# TEXT EXTRACT:
(begin)
Closed mcpherrinm closed 5 months ago

mcpherrinm commented 8 months ago

Welcome

What did you expect to see?

Lego creates CSRs by taking the first domain flag passed in and using it as the Common Name.

If that is longer than 64 bytes, Let's Encrypt (and potentially other CAs) reject the CSR as it is invalid.

If one of your names is shorter, you could ensure it is passed in first. But if all your names are too long, it always fails.

As a bigger ecosystem thing, the common name is going to start going away in more contexts, and it's likely that at some point in the future Let's Encrypt will start issuing certificates with no CN in the certificate if the CSR doesn't have one, or possibly even dropping CN support totally. There's no timeline for this, but I mention it as a direction this is likely to go in.

As a result, I would suggest the following changes:

  1. Don't put a CN in CSRs by default
  2. Add a flag to include a CSR if a user has some need for that.

The CN flag might not be required, so it's worth considering just omitting that.
(end)
# DATASET RECORDS:
(begin)
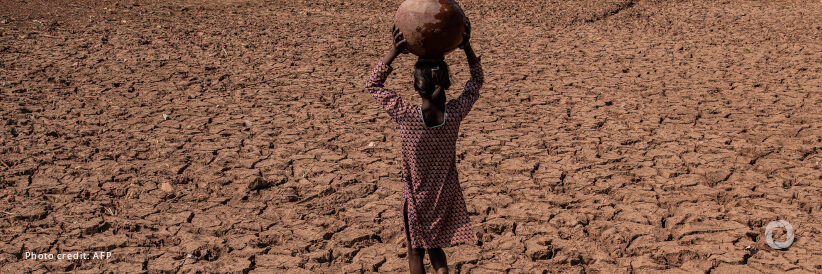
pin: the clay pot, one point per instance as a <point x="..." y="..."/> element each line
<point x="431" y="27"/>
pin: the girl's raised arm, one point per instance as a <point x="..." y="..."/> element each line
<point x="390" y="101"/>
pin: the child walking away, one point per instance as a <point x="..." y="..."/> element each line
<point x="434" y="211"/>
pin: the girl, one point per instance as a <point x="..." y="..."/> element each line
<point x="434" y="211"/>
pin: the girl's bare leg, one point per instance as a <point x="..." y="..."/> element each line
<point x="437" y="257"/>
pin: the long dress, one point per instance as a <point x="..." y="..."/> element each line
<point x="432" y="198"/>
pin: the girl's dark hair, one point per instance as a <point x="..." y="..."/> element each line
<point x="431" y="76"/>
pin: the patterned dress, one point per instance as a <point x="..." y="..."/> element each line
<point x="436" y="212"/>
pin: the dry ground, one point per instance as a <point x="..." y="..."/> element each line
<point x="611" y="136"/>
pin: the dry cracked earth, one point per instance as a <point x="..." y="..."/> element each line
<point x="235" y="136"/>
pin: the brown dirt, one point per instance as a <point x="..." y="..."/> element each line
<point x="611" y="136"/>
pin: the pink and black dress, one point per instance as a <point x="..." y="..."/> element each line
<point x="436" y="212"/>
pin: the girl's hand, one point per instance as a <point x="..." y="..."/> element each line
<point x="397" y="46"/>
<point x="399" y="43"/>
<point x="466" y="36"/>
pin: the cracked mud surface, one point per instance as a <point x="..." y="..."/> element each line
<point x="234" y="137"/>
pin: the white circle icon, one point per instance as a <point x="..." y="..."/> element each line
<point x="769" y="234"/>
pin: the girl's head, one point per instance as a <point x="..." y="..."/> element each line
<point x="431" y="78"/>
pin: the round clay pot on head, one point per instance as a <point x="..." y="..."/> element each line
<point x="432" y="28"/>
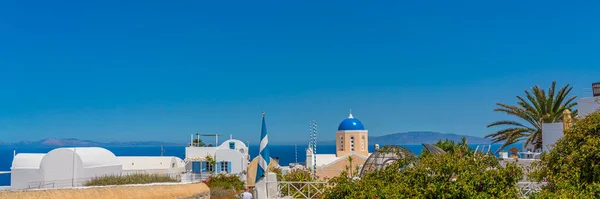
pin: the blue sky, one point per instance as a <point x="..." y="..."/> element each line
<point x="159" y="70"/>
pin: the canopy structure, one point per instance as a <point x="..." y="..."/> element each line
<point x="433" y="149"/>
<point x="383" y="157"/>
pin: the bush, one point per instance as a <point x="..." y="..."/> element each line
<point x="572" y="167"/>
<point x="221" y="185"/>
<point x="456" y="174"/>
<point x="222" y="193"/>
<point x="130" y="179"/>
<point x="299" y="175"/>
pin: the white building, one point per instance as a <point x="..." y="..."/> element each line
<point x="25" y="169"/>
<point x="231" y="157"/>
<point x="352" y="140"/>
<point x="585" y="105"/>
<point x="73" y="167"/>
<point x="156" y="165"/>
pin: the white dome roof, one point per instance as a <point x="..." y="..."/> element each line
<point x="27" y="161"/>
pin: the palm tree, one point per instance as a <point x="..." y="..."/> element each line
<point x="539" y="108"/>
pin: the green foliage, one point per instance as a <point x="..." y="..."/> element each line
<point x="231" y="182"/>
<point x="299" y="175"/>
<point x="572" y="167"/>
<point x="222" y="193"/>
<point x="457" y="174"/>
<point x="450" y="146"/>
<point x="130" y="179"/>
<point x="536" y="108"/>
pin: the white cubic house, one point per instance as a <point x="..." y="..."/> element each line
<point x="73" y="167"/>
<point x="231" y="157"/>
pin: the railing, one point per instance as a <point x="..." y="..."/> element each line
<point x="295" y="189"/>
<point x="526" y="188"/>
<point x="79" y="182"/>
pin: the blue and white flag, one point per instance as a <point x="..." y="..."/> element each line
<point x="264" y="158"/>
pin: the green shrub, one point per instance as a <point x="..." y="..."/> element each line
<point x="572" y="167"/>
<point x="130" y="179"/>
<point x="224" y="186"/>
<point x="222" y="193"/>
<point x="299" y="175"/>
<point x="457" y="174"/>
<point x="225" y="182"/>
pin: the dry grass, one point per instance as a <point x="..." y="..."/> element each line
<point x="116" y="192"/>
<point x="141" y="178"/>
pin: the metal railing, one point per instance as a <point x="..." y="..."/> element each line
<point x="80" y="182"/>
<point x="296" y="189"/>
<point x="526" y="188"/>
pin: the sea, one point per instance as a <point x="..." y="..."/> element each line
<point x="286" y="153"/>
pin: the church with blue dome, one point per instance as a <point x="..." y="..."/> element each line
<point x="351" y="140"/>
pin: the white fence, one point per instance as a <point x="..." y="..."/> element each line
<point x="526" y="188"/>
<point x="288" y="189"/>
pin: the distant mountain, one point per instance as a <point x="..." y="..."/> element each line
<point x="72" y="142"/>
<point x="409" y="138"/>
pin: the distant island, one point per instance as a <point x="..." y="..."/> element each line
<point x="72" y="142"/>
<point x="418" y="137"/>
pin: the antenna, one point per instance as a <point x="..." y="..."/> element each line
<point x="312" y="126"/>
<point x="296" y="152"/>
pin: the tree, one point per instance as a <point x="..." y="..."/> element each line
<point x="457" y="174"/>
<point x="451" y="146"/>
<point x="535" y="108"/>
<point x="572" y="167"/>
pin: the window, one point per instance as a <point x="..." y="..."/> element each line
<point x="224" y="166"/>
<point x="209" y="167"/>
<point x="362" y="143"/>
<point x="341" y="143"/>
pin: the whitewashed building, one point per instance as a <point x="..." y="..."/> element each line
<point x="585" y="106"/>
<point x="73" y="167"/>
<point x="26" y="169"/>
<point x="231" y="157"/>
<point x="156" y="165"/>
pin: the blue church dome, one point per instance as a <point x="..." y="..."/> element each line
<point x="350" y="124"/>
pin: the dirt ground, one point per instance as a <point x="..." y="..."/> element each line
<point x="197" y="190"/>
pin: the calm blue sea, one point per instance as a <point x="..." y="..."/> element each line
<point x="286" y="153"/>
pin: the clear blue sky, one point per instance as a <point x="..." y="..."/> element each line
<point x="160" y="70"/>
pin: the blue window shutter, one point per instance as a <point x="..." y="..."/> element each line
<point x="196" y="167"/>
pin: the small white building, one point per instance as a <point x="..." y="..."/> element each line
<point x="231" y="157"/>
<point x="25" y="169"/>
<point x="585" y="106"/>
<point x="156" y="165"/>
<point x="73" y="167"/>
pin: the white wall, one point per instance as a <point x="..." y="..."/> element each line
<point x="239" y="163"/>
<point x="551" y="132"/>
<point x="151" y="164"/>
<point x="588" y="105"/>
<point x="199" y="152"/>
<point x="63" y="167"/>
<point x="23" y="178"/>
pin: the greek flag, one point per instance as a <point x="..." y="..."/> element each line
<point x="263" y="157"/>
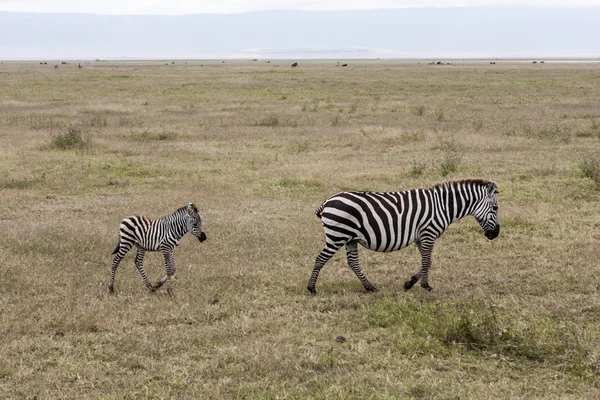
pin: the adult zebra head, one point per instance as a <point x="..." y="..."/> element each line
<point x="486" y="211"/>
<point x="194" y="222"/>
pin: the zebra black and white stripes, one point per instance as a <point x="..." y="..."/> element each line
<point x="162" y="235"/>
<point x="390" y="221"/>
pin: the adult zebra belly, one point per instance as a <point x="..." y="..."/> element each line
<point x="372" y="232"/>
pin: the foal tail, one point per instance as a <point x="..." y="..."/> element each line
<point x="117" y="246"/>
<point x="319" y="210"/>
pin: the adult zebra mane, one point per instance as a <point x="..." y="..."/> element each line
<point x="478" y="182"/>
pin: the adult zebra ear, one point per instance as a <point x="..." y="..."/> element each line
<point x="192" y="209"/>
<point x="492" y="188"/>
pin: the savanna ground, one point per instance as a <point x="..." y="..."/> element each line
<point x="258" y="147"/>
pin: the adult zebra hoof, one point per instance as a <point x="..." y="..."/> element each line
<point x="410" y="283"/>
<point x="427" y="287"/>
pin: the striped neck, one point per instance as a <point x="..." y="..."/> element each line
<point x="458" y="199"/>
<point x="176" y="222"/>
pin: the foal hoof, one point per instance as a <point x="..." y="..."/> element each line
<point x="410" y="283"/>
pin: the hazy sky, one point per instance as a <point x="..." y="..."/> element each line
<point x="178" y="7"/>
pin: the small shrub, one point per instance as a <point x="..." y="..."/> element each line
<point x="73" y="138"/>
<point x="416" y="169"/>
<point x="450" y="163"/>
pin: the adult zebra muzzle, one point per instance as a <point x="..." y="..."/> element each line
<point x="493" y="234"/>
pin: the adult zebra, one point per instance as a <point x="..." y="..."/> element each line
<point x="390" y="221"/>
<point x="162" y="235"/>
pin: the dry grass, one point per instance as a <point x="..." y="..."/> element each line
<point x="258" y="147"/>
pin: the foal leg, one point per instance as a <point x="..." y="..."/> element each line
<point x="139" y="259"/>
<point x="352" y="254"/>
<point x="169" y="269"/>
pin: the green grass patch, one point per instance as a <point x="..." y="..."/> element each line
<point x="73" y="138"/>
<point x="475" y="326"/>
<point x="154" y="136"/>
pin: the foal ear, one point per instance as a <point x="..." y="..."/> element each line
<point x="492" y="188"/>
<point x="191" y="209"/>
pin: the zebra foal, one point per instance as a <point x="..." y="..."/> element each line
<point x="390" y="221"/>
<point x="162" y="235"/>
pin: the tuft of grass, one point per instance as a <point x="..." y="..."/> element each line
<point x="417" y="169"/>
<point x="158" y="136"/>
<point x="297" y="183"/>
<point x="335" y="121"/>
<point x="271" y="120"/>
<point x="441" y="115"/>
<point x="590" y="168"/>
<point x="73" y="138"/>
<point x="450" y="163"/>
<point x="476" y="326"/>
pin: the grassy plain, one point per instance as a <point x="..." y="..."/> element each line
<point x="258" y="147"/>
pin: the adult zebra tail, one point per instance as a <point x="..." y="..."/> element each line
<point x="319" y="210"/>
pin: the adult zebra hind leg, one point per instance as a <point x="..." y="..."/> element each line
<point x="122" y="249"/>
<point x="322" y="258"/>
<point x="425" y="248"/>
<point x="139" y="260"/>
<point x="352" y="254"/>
(end)
(begin)
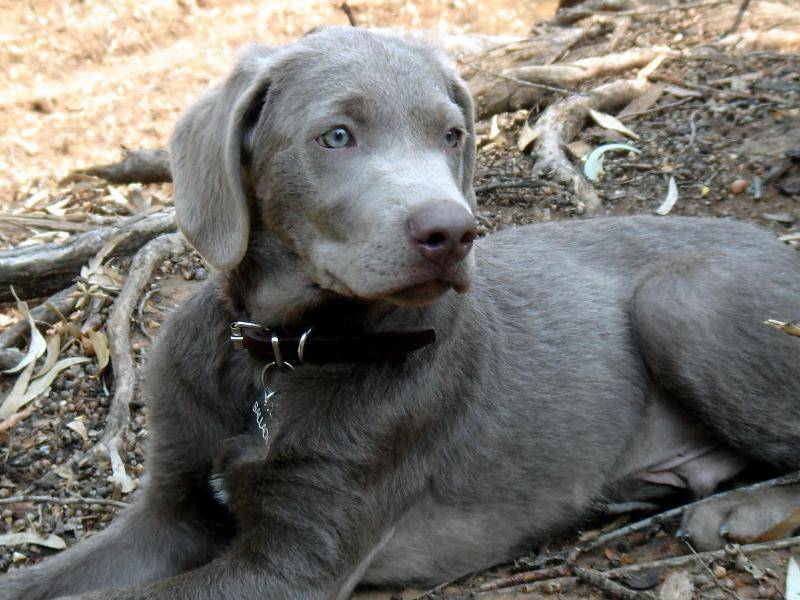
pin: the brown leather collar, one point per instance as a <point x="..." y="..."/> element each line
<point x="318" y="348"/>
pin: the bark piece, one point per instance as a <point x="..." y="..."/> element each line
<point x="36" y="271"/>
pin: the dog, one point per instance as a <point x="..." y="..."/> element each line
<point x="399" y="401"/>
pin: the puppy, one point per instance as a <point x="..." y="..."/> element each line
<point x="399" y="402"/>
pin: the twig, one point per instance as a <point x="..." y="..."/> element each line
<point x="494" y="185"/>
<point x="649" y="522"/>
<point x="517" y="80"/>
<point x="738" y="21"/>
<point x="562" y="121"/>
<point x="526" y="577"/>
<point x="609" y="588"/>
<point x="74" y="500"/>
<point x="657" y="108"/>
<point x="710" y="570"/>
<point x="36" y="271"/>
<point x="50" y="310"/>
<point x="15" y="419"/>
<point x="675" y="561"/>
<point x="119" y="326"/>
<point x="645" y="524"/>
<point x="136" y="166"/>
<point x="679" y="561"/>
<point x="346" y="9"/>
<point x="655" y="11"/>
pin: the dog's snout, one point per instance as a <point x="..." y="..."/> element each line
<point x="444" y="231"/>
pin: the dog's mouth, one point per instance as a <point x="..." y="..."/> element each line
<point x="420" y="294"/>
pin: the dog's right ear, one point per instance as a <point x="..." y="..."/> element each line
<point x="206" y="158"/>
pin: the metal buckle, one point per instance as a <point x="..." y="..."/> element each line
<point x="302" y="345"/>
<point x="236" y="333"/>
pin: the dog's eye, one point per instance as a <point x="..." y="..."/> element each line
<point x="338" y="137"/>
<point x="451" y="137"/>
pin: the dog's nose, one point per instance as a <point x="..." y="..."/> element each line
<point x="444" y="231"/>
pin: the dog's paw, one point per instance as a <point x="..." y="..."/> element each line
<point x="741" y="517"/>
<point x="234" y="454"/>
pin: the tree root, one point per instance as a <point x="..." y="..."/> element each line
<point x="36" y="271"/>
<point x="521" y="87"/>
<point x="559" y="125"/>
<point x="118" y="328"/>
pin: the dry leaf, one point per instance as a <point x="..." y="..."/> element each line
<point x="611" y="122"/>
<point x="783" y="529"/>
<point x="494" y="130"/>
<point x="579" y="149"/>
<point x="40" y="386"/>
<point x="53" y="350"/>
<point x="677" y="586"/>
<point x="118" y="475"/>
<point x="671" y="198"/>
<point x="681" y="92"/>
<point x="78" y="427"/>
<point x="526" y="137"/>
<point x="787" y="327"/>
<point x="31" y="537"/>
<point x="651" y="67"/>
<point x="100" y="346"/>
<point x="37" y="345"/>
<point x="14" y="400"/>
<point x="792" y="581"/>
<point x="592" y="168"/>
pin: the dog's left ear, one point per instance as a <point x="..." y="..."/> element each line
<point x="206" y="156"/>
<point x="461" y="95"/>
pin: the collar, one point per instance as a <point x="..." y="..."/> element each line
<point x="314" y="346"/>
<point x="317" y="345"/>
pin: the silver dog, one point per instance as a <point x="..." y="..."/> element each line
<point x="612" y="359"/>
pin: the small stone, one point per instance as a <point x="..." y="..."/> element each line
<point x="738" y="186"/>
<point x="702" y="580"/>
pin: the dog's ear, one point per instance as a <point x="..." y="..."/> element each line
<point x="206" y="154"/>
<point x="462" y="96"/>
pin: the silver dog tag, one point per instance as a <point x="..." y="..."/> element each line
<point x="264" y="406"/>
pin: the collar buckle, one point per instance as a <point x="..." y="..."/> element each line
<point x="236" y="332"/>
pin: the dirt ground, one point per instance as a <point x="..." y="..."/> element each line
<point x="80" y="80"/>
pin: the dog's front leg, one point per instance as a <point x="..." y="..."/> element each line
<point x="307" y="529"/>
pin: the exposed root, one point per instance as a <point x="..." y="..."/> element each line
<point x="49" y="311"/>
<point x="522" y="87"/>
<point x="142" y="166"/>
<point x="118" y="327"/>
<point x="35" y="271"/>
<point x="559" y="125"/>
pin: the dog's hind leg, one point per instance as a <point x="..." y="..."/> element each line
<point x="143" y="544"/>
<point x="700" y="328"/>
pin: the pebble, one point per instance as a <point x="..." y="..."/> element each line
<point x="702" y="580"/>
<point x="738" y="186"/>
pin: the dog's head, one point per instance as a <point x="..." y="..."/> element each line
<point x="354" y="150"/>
(end)
# OBJECTIVE 1:
Answer these questions from the text on Lego and the Common Name:
(a) What does Lego use as the Common Name when it creates a CSR?
(b) What length makes Let's Encrypt reject the CSR?
(c) What is the first change suggested?
# OBJECTIVE 2:
From the text on Lego and the Common Name, extract the passage that begins at the words "What did you" and stops after the words "likely to go in.".
The records can be set aside; they play no part here.

# WORKED SOLUTION 1:
(a) The first domain flag passed in.
(b) A Common Name longer than 64 bytes.
(c) Don't put a CN in CSRs by default.

# WORKED SOLUTION 2:
What did you expect to see?

Lego creates CSRs by taking the first domain flag passed in and using it as the Common Name.

If that is longer than 64 bytes, Let's Encrypt (and potentially other CAs) reject the CSR as it is invalid.

If one of your names is shorter, you could ensure it is passed in first. But if all your names are too long, it always fails.

As a bigger ecosystem thing, the common name is going to start going away in more contexts, and it's likely that at some point in the future Let's Encrypt will start issuing certificates with no CN in the certificate if the CSR doesn't have one, or possibly even dropping CN support totally. There's no timeline for this, but I mention it as a direction this is likely to go in.